**Task requirements**
Word for word, repeat the lines of the records from the one containing "of the zigzag" through the last line, both included.

**Task input**
# # # #
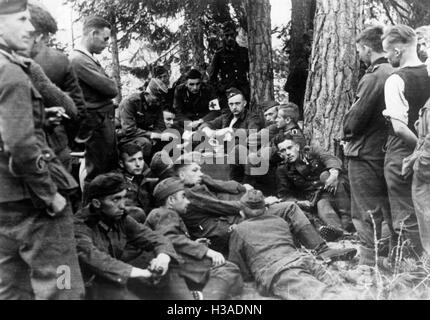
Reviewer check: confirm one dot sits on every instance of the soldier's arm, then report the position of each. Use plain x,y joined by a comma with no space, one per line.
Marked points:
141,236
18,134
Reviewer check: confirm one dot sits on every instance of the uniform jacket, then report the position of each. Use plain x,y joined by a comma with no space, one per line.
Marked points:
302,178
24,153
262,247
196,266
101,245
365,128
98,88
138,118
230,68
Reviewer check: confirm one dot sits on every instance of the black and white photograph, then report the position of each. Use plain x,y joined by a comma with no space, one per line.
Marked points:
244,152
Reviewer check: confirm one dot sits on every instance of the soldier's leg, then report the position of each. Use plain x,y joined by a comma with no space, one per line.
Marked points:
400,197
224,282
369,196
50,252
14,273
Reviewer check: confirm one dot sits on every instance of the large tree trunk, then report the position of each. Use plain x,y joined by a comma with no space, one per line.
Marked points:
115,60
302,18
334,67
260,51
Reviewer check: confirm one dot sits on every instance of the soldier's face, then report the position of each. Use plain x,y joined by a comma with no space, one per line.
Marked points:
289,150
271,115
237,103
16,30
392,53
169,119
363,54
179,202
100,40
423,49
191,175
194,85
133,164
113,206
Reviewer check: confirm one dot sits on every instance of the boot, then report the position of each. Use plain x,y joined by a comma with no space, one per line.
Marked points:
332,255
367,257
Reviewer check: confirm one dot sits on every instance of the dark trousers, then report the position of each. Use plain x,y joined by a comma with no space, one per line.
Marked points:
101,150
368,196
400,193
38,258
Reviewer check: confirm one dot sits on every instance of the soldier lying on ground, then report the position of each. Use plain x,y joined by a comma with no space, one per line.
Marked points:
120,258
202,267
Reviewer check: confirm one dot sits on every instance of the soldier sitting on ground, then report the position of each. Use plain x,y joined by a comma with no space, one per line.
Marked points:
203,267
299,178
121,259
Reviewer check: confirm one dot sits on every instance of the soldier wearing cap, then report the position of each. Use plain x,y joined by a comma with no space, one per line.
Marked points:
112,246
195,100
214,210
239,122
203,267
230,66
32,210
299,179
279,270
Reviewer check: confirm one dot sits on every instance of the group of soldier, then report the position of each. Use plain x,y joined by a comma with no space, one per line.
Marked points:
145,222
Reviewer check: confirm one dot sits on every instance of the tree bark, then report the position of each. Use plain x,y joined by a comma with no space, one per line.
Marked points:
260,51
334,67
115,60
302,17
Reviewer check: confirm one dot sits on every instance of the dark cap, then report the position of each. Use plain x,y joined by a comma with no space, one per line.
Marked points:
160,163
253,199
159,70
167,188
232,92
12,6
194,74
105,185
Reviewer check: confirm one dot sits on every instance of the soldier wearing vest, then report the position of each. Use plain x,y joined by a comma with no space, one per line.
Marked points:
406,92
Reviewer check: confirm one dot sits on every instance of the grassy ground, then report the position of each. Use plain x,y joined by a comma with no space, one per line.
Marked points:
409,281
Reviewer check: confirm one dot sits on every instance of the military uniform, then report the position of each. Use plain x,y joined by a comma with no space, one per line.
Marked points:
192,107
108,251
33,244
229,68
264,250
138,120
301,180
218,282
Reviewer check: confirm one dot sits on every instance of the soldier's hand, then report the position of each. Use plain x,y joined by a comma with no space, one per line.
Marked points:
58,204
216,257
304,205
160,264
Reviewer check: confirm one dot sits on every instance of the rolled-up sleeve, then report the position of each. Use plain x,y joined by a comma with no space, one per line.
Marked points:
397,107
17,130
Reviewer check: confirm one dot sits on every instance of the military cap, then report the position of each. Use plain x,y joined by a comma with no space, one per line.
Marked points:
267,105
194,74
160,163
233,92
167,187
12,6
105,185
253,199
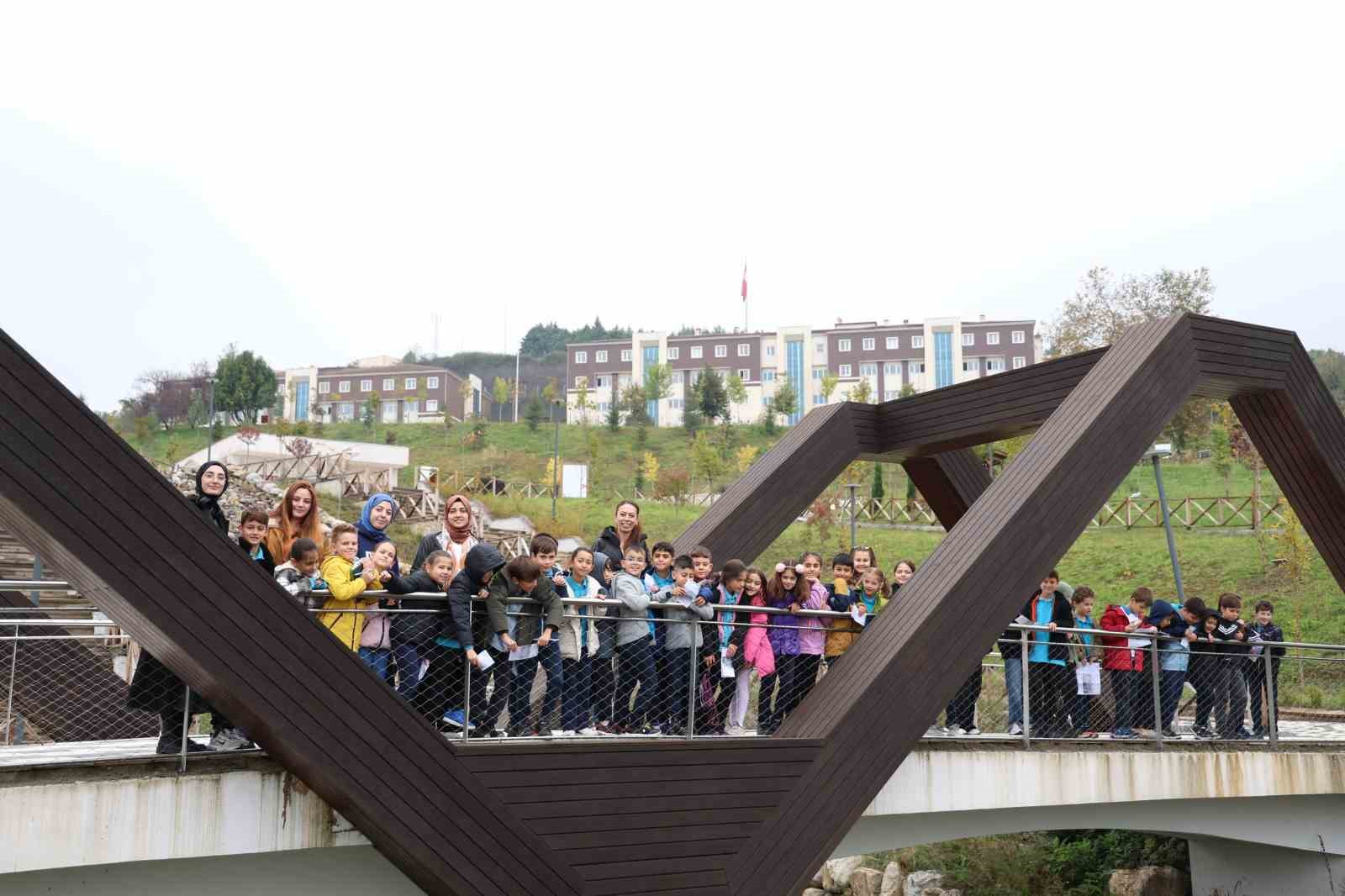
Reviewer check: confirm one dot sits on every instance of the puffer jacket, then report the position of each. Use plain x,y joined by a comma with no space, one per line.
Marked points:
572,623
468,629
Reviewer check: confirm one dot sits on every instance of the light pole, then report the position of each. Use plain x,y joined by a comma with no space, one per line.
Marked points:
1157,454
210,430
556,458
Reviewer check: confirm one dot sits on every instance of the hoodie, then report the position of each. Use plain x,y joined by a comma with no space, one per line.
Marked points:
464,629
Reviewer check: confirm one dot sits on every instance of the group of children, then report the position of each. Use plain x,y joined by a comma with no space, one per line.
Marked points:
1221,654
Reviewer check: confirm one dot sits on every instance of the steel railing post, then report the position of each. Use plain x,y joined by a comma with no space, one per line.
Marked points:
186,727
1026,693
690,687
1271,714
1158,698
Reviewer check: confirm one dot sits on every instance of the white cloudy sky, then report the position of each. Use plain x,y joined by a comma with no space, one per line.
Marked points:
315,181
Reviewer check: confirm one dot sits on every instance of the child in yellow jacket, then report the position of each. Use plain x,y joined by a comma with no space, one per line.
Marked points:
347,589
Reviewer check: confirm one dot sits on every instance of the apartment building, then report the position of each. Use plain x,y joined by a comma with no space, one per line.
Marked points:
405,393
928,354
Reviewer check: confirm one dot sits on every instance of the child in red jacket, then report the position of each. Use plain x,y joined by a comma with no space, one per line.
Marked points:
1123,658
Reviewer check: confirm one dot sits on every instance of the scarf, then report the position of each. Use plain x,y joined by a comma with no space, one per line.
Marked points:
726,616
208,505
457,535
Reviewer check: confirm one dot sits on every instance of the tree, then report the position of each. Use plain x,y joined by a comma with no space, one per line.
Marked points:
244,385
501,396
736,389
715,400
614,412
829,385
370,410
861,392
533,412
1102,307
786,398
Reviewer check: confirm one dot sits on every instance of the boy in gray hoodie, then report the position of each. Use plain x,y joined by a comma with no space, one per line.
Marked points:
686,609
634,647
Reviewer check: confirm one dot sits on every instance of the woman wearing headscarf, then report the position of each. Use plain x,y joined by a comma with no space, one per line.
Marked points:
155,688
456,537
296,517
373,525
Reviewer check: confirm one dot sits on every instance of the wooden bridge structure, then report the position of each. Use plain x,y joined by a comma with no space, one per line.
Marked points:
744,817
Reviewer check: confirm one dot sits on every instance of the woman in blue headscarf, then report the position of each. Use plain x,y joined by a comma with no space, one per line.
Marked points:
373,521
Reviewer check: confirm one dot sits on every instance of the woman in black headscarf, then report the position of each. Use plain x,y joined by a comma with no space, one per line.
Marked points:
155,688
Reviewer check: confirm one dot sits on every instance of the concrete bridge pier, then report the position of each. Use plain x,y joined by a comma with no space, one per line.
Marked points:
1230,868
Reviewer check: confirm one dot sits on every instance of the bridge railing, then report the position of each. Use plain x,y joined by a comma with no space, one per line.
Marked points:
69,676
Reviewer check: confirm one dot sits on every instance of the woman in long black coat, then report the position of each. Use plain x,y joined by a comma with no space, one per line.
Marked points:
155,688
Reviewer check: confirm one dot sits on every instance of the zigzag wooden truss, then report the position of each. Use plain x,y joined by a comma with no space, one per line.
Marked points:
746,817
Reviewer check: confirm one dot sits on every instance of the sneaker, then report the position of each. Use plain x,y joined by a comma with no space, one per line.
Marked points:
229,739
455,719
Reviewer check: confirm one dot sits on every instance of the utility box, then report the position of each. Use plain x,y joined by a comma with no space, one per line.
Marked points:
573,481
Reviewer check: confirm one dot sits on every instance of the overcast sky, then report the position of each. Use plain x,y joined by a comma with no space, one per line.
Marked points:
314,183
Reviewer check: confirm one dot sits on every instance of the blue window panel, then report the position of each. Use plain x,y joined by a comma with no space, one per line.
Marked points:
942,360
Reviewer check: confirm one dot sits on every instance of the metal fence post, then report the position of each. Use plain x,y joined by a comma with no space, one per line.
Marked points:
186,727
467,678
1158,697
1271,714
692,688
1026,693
# # # #
**Solution for this task**
Reviewer check: confirm one dot sits on every instance of the zigzag wooden truss, then report the position of each. Use plain x,y joined by a comma with no space, one per line.
Marked points:
746,817
Reviewer check: confirm one dot sits on every instance of the sneaker, then report the position of each. Use plain x,y joined by a comma with no space, one per line.
Marked points:
229,739
455,719
Reviewer check: confirm one dot sits on every instance of the utility box, then report the position of each. Use plain x,y joined by a comma with no space, one per line.
Marked points:
573,481
Reviewer check: confirm one dot sits on every instance of the overcast sky, then report the position of each. Use plain x,y joined by a comma with no space, one per line.
Marked points:
314,183
Reviewer check: confirm one dot sits on every instance of the blue window panel, then report the position of each. Use plain x,y joined by a comma with no space, one per line.
Marked points:
942,360
Reviewer check: confirm one dot sits on every instance of the metal fence post, then report the position of each. Use plain x,y joined by a comma with no space, one per line.
Marked points:
186,727
467,678
1158,697
1271,714
692,688
1026,693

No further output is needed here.